§ What you will do:
Copy the lines below word for word, starting at the very first line and ending with the line that holds "[5,252,37,276]", including both of those lines.

(Some records)
□ □ □ □ □ □ □

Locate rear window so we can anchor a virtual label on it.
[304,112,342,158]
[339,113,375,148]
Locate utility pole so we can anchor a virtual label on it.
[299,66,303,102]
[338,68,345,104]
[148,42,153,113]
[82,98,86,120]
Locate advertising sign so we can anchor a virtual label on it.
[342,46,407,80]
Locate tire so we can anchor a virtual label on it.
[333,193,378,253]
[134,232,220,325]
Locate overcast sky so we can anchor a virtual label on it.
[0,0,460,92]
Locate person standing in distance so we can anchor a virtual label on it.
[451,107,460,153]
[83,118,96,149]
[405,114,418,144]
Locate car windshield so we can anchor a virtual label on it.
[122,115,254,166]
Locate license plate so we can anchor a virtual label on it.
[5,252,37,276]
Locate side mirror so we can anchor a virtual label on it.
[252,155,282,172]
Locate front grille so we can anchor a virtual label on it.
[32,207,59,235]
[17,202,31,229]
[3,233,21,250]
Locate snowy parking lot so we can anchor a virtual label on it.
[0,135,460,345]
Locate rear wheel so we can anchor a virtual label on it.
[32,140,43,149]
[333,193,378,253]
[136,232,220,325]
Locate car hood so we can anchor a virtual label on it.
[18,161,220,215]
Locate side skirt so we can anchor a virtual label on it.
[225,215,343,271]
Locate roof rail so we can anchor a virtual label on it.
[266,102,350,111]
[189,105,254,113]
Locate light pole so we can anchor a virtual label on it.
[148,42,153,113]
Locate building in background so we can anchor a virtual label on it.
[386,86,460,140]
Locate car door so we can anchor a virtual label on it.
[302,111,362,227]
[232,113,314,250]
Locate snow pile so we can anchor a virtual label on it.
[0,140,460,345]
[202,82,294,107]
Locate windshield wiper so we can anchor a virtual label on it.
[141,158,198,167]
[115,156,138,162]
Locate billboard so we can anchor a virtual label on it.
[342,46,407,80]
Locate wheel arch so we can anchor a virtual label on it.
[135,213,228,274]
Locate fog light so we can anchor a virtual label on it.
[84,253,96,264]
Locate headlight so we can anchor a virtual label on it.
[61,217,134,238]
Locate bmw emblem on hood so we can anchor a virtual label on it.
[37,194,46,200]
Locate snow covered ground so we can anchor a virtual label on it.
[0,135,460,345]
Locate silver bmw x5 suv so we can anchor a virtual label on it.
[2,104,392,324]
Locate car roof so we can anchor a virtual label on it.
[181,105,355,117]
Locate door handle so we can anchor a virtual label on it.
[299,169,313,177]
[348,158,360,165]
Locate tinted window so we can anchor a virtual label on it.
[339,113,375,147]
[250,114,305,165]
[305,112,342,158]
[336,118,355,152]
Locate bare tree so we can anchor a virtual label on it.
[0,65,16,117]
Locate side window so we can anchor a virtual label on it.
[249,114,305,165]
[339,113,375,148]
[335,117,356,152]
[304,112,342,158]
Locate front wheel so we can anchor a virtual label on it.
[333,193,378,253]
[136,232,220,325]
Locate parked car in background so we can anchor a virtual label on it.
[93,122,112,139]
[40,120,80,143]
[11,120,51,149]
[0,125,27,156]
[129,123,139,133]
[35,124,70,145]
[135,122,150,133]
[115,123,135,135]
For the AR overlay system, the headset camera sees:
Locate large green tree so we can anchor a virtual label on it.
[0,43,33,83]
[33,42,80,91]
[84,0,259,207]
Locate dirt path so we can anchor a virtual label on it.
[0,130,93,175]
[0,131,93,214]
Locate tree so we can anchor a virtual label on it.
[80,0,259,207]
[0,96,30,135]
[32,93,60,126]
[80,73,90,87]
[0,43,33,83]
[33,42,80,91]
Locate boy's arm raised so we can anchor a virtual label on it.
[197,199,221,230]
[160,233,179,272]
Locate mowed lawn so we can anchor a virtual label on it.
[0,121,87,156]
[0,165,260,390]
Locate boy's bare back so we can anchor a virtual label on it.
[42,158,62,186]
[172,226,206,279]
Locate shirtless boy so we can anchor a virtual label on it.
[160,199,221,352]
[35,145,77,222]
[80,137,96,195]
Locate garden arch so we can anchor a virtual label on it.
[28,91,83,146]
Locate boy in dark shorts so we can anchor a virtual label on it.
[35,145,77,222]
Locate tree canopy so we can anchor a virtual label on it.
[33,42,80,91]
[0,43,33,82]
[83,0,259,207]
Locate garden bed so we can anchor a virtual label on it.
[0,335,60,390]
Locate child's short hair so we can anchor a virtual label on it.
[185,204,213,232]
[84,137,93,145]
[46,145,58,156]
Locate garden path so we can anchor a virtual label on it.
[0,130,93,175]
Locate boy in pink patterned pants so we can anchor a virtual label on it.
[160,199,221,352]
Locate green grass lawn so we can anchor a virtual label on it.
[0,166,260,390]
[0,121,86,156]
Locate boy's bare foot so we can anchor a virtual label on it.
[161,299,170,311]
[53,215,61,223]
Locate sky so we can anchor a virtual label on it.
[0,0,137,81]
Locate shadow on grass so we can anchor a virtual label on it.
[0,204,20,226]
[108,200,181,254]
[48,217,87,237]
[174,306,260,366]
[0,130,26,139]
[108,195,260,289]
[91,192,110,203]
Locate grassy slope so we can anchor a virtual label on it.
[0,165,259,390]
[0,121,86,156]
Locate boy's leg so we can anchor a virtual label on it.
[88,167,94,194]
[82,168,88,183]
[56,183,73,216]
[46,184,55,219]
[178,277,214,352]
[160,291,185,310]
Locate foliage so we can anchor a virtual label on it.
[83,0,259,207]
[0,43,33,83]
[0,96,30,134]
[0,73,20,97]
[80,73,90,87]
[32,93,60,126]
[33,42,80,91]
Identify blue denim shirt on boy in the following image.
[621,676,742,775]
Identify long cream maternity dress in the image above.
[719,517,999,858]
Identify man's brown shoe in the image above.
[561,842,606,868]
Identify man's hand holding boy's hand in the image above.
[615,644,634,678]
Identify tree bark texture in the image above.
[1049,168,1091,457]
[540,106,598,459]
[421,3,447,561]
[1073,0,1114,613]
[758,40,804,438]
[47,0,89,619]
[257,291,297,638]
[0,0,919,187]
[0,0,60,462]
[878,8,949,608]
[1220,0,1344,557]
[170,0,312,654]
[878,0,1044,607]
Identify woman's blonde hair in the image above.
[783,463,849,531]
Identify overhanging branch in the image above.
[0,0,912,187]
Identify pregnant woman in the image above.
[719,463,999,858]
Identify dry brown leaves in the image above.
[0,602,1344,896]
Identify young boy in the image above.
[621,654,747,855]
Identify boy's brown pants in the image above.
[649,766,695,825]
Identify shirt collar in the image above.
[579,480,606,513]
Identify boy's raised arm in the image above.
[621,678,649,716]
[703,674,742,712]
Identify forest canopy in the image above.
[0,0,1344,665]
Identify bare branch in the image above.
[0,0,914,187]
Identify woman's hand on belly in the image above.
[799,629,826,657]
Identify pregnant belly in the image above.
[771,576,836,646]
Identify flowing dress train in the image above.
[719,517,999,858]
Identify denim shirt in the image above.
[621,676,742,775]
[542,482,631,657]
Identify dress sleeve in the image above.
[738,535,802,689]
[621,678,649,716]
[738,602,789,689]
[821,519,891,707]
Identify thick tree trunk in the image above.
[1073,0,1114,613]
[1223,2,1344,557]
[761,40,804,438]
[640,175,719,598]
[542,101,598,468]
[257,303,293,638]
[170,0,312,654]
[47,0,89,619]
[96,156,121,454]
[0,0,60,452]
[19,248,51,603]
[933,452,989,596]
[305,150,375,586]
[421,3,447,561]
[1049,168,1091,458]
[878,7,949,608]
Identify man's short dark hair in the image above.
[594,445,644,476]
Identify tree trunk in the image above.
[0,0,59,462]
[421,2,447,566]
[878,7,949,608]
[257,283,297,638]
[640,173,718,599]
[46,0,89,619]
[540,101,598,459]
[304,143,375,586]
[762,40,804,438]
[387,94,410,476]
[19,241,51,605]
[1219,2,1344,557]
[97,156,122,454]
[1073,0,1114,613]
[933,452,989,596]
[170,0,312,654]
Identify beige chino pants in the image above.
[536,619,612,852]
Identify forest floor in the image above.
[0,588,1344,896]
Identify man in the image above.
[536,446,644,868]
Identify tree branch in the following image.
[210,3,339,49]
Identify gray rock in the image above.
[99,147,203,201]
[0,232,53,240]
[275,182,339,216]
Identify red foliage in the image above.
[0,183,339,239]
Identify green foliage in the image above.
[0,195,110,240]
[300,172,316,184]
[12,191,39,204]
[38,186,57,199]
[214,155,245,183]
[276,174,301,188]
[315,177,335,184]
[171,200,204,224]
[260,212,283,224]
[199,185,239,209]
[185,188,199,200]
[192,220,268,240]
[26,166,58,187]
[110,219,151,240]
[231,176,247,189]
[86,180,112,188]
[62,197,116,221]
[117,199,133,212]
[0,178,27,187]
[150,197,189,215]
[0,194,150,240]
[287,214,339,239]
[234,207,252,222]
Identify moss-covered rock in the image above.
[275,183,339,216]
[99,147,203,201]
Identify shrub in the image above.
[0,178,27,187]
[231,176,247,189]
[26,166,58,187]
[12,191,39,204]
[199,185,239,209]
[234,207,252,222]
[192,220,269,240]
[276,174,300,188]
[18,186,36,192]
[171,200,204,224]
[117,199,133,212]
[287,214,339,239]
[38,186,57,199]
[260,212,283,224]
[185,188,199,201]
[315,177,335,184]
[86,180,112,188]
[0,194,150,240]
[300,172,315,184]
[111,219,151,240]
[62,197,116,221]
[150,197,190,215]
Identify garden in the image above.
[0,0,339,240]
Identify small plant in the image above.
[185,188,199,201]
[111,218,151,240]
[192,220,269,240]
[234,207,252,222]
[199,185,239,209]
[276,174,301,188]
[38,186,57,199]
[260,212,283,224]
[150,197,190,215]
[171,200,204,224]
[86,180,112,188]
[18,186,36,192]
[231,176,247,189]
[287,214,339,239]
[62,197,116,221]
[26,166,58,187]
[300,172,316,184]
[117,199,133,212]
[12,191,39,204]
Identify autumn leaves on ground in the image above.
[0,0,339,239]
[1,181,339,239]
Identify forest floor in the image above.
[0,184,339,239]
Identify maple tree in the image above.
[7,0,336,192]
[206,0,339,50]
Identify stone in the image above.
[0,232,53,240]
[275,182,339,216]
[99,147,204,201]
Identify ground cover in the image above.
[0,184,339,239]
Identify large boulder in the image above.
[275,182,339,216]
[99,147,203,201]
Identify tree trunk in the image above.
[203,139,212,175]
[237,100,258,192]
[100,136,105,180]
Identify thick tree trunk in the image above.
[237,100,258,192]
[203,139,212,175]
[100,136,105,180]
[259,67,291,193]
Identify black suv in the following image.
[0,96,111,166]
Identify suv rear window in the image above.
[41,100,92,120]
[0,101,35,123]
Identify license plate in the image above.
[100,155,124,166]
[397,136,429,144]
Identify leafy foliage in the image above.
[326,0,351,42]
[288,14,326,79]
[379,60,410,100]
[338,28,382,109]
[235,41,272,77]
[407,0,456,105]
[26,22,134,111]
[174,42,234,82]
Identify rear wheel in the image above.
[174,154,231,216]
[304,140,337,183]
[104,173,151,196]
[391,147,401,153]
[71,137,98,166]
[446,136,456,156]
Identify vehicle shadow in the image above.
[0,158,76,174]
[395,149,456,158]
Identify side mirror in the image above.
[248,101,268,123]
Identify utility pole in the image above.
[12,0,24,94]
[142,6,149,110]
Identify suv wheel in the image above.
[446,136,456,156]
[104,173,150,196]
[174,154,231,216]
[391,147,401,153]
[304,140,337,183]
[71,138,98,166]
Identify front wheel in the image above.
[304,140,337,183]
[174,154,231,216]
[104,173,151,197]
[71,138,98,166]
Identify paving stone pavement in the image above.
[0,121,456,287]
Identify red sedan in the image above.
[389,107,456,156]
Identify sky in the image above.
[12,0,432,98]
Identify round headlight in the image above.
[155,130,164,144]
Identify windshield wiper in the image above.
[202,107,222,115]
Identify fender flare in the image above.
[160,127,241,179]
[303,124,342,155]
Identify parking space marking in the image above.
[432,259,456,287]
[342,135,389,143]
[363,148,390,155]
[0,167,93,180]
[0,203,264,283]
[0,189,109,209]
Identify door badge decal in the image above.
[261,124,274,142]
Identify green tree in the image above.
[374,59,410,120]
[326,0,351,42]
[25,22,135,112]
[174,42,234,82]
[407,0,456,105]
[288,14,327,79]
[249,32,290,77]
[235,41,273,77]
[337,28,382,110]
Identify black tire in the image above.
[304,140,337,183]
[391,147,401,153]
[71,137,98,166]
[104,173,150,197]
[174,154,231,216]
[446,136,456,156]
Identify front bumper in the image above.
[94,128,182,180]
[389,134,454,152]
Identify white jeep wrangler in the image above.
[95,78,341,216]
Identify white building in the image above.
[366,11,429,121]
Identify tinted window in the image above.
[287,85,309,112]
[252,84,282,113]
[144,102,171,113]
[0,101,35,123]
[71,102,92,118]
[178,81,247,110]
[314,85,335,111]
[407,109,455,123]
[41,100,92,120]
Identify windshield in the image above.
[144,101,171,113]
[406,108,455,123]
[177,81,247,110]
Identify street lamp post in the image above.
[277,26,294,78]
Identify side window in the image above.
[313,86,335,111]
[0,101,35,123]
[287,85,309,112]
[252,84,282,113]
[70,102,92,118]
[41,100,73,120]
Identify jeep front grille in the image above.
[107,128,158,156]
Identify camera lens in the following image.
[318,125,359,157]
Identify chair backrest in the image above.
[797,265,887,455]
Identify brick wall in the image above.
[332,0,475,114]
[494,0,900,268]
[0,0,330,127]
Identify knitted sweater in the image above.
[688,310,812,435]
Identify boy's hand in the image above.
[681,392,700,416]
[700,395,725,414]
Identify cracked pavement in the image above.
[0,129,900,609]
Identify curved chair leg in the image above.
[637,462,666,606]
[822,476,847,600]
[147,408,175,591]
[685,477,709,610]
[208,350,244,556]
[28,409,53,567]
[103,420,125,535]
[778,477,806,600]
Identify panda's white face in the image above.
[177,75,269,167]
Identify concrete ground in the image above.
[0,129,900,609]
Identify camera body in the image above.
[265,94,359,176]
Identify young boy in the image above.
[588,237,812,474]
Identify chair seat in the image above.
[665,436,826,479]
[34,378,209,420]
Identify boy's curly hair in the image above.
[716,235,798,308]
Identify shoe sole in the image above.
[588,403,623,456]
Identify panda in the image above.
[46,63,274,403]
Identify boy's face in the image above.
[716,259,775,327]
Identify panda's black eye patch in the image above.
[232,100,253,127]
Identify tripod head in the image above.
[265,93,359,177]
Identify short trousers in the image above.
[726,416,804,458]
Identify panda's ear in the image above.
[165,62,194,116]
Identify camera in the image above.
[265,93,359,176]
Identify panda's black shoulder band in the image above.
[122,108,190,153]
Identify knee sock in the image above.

□ □ □ □ □ □ □

§ Result of this exercise:
Locate rear window so we can anchor a virtual label on it.
[304,112,342,158]
[339,113,375,148]
Locate utility pole so we can anchor a virtual label on it.
[299,66,303,102]
[338,68,345,104]
[148,42,153,113]
[82,98,86,120]
Locate advertising sign so we can anchor a virtual label on it.
[342,46,407,80]
Locate tire so we can anchor a virtual label on it.
[333,193,378,253]
[134,232,220,325]
Locate overcast sky so we can anchor a virtual label on it.
[0,0,460,92]
Locate person standing in distance so we can anchor a virtual label on it.
[451,107,460,153]
[83,118,96,149]
[405,114,418,144]
Locate car windshield so we can anchor a virtual label on it.
[122,115,254,166]
Locate license plate so we can anchor a virtual label on it.
[5,252,37,276]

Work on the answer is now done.